* **Série d'exercices**
1 - Répondez aux questions suivantes à partir du texte sur les Érea.
(a) En quelle année les Érea ont-ils été créés ?
(b) Dans quel arrondissement de Paris se trouve l'Érea Alexandre-Dumas ?
(c) Sur quoi porte le deuxième axe du projet d'établissement ?
2 - Recopiez le passage du texte sur les Érea qui va de « Deuxième axe : l’accent » jusqu'à « et l’épanouissement individuels. » inclus.

* **Extrait à lire**
<<<<
Virginie Pavard, ou le combat des Érea

 

Permettre à tous les jeunes, malgré leurs handicaps, de trouver une place dans la société, c’est la mission des Établissements régionaux d’enseignement adapté, désormais soutenue par la SMLH. Rencontre avec la responsable de l’Érea Alexandre-Dumas, dans le 15e arrondissement de Paris : elle fait partager ses convictions et son enthousiasme.

 


Érea

Créés en 1985, ils sont les héritiers des écoles autonomes de perfectionnement nées au début du 20e siècle. Ils sont près de 80 en France. Sauf en région parisienne, quasiment tous sont des internats.

Ils accueillent des élèves de collège et de lycée, qui souffrent pour la plupart de déficience intellectuelle, difficultés scolaires graves, difficultés sociales et familiales, troubles du comportement et de la conduite.

Ces établissements leur permettent d'élaborer leur projet d'orientation et de formation ainsi que leur projet d'insertion professionnelle et sociale en fonction de leurs aspirations et de leurs capacités, par l'individualisation des durées et des parcours de formation.

Pourquoi avoir rejoint un Érea ?

Parce que ce type d’établissement accueille exactement le public auquel je m’intéresse et pour lequel je suis formée et continue à me former : des élèves de collège et de lycée ayant des difficultés scolaires et/ou sociales persistantes et faisant obstacle à leur réussite. Ici, nous fonctionnons avec de grandes marges de manœuvre, autour de trois axes majeurs qui constituent notre projet d’établissement.

D’abord, la valorisation des élèves et de leur travail par la sécurisation de leur parcours professionnel, tout en cherchant à les autonomiser et à leur donner les codes nécessaires à une vie sociale et professionnelle choisie et non subie. Nos classes ont de petits effectifs, ce qui permet un accompagnement beaucoup plus personnalisé, une pédagogie différenciée et des réponses adaptées aux besoins éducatifs particuliers de chaque élève.

Deuxième axe : l’accent mis sur la maîtrise de la langue française et l’expression orale, condition indispensable pour une bonne inclusion sociale et confiance en soi, via notamment des jeux de rôles et ateliers théâtre.

Le troisième axe enfin, c’est l’attention portée à l’accueil des élèves et de leurs familles, des professeurs, des agents, et de toute la communauté éducative, en favorisant le bien-être et l’épanouissement individuels.
>>>>
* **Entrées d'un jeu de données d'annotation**
<<<<
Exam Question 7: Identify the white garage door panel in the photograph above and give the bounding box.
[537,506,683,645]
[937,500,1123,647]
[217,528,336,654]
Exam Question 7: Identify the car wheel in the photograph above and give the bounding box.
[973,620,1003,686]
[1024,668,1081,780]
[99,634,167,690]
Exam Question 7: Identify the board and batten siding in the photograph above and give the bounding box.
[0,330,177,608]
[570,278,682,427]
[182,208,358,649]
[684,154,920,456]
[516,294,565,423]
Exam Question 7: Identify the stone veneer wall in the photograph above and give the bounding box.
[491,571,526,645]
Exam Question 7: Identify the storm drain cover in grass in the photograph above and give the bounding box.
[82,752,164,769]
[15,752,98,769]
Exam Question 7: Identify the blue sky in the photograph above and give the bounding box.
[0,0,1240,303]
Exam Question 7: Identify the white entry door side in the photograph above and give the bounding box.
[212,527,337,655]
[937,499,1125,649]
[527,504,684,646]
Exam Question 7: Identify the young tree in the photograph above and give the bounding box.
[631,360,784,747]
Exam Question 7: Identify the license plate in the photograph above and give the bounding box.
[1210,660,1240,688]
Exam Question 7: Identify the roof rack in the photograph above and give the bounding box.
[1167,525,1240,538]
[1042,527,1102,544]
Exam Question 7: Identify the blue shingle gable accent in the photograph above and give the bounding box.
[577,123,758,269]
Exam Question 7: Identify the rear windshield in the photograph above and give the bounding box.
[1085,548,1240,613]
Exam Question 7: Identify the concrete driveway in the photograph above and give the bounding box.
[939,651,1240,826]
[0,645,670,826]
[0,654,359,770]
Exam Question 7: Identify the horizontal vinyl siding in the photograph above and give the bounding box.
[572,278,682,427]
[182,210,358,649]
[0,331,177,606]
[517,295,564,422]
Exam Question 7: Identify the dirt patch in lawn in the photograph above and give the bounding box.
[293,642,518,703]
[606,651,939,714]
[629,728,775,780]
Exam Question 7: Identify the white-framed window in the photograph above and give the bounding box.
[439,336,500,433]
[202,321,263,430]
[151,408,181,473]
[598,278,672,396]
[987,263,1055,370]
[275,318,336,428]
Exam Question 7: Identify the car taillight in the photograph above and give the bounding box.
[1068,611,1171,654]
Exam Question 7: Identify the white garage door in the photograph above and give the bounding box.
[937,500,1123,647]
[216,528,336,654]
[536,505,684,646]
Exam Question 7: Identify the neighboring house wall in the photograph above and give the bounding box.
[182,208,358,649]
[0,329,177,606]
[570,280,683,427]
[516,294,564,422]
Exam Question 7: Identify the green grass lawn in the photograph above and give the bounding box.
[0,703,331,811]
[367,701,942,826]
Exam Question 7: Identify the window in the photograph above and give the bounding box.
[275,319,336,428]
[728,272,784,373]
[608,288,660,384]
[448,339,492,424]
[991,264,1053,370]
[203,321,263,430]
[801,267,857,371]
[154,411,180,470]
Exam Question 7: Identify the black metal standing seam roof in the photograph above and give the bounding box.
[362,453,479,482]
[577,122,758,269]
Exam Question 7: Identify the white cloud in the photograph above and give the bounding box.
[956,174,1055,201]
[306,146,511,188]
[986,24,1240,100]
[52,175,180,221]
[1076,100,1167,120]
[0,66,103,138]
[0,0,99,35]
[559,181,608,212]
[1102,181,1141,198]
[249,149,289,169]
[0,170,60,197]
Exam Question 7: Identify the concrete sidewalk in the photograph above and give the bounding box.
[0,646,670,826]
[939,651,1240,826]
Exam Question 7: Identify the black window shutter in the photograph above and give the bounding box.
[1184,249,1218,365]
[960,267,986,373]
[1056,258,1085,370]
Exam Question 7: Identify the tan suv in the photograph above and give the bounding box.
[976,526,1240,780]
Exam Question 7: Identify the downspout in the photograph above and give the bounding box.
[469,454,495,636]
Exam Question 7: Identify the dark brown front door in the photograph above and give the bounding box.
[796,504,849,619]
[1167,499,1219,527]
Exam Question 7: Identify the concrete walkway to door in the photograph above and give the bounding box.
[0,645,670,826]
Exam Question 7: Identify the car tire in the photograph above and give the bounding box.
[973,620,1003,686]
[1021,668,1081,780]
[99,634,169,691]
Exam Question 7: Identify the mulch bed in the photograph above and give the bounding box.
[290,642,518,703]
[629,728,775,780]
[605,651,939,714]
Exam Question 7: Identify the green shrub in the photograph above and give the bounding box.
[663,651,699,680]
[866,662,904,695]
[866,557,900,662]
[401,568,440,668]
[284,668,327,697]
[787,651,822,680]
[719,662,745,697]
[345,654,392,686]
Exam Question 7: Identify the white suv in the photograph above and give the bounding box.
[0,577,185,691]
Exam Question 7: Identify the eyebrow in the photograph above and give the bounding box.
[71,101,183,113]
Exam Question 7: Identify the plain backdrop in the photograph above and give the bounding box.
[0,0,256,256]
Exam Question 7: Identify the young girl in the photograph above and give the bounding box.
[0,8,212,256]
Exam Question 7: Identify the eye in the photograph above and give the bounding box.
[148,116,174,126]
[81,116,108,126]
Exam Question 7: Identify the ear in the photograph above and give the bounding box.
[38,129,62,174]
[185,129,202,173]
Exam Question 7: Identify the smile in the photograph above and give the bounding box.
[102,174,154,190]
>>>>
* **Résultats finaux**
1 -
(a) En 1985.
(b) Dans le 15e arrondissement.
(c) Sur la maîtrise de la langue française et l'expression orale.

2 -
Deuxième axe : l’accent mis sur la maîtrise de la langue française et l’expression orale, condition indispensable pour une bonne inclusion sociale et confiance en soi, via notamment des jeux de rôles et ateliers théâtre.

Le troisième axe enfin, c’est l’attention portée à l’accueil des élèves et de leurs familles, des professeurs, des agents, et de toute la communauté éducative, en favorisant le bien-être et l’épanouissement individuels.